*Text segment*
►

Channel Islander Imprisoned in Magdeburg Prison:
By Roderick Miller
Only one Channel Islander, Emma Marshall, is known to have been imprisoned in the city of Magdeburg in the German state of Saxony-Anhalt. No records have been found that can verify with certainty the location of her imprisonment, but it was most likely in either Magdeburg-Sudenburg Prison or Magdeburg-Neustadt Prison.
Magdeburg-Sudenburg Prison (Landgerichtsgefängnis Magdeburg, Justizvollzugsanstalt Dessau-Roßlau Außenstelle Magdeburg) was built in 1903 as a prison for the state court. As with all prisons in Nazi Germany, it too was used to incarcerate political prisoners. Magdeburg-Neustadt Prison (Stadtgefängnis Magdeburg, Amtsgerichtsgefängnis Magdeburg) was built in 1876 as a prison for the district court. It was used by the Nazis for prisoners in so-called ‘protective custody’, a typical Nazi euphemism for people arrested for racial and political reasons.

◄

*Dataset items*
►

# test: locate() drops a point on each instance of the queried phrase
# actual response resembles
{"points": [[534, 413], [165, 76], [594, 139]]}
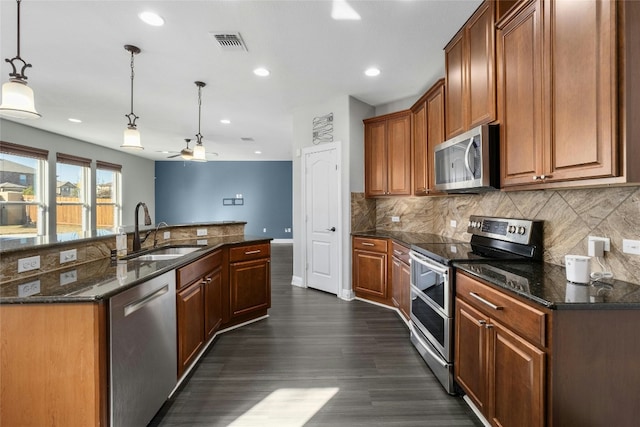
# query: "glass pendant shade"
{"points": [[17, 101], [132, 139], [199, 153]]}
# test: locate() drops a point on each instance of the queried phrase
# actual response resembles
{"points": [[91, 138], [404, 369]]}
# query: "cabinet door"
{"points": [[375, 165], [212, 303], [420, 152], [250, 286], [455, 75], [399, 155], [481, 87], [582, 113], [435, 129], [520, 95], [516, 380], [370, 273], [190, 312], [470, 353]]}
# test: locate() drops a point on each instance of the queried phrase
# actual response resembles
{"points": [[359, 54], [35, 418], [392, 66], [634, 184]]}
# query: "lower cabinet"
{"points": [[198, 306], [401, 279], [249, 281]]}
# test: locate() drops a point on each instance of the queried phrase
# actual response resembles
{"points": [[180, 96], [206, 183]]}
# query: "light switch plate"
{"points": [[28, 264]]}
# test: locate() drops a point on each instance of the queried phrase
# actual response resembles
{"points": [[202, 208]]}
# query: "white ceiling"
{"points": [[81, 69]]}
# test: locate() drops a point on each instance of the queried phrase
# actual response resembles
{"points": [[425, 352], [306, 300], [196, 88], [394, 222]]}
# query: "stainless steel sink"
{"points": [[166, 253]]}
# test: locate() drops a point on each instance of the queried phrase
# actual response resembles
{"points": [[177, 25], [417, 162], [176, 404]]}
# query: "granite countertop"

◄

*What is asked*
In the passage about the Channel Islander imprisoned in Magdeburg, can you transcribe the stretch from "Channel Islander Imprisoned" through "or Magdeburg-Neustadt Prison."? This data was drawn from a separate source and has no connection to the text.

*Answer in full*
Channel Islander Imprisoned in Magdeburg Prison:
By Roderick Miller
Only one Channel Islander, Emma Marshall, is known to have been imprisoned in the city of Magdeburg in the German state of Saxony-Anhalt. No records have been found that can verify with certainty the location of her imprisonment, but it was most likely in either Magdeburg-Sudenburg Prison or Magdeburg-Neustadt Prison.